Document segment:
—————
Furthermore, the results on various challenge attributes in OTB2013 are reported for detailed performance analysis. These challenges include scale variation, fast motion, background clutter, deformation, occlusion, etc. Figure 5 demonstrates that our tracker effectively handles these challenging situations while other trackers obtain lower scores. Qualitative comparisons of our approach with four state-of-the-art trackers in the changing scenario are shown in Figure 13. The top performance can be attributed to that our methods encodes prior tracking knowledge by off-line training and extracted features is more suitable for following tracking convolution operations. For example, our tracker ranks top in out-of-plane rotation and in-plane rotation challenges due to the end-to-end training. By contrast, the CNN features in other trackers are always pre-trained in different tasks and are independently with the tracking process, thus the achieved tracking performance may not be optimal. Furthermore, efficient updating and scale handling strategies ensure robustness and speed of the tracker.

V-C Results on OTB2015

OTB2015 [61] is the extension of OTB2013 and contains 100 video sequences. Some new sequences are more difficult to track. In this experiment, we compare our method against recent real-time trackers, including PTAV [13], BACF [27], CFNet [53], fDSST [11], SiamFC [4], Staple [3], HDT [47], HCF [40], LCT [41], KCF [18]. The one-pass evaluation (OPE) is employed to compare these trackers.
—————
Record set:

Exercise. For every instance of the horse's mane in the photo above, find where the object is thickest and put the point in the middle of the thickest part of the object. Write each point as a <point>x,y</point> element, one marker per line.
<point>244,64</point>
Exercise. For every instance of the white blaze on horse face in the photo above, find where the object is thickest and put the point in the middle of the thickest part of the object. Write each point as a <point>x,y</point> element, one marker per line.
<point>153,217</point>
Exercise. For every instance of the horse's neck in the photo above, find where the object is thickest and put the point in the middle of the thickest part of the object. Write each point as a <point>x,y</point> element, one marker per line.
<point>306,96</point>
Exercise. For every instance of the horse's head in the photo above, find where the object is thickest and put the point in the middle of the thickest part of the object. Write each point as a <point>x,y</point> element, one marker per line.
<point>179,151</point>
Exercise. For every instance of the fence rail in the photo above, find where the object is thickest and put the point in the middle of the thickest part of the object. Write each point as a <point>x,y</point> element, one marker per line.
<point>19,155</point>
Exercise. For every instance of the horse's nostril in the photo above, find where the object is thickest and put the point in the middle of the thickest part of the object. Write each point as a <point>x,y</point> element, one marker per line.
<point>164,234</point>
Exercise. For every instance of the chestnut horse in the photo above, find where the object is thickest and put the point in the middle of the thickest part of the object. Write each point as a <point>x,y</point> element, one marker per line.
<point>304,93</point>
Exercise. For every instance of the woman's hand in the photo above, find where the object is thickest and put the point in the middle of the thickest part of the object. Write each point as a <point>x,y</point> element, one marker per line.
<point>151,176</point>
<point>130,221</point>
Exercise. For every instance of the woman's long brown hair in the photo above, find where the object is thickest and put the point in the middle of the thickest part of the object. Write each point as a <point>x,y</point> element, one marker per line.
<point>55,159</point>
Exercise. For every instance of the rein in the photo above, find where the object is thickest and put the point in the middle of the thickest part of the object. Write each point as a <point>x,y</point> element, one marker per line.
—————
Written request A: According to the OTB results passage, how many video sequences does OTB2015 contain?
Written request B:
For each statement, say whether it agrees with the OTB results passage, and quote the words that decide it.
(i) The tracker ranks top in the out-of-plane rotation and in-plane rotation challenges.
(ii) The one-pass evaluation is used to compare the trackers on OTB2015.
(iii) The qualitative comparisons set the approach against six state-of-the-art trackers.
Written request C: Transcribe the OTB results passage from "V-C Results on" to "compare these trackers.".
Rely only on the OTB results passage when responding.

Final answer A: OTB2015 contains 100 video sequences.

Final answer B:
(i) Yes: "our tracker ranks top in out-of-plane rotation and in-plane rotation challenges due to the end-to-end training"
(ii) Yes: "The one-pass evaluation (OPE) is employed to compare these trackers."
(iii) No: "Qualitative comparisons of our approach with four state-of-the-art trackers"

Final answer C:
V-C Results on OTB2015

OTB2015 [61] is the extension of OTB2013 and contains 100 video sequences. Some new sequences are more difficult to track. In this experiment, we compare our method against recent real-time trackers, including PTAV [13], BACF [27], CFNet [53], fDSST [11], SiamFC [4], Staple [3], HDT [47], HCF [40], LCT [41], KCF [18]. The one-pass evaluation (OPE) is employed to compare these trackers.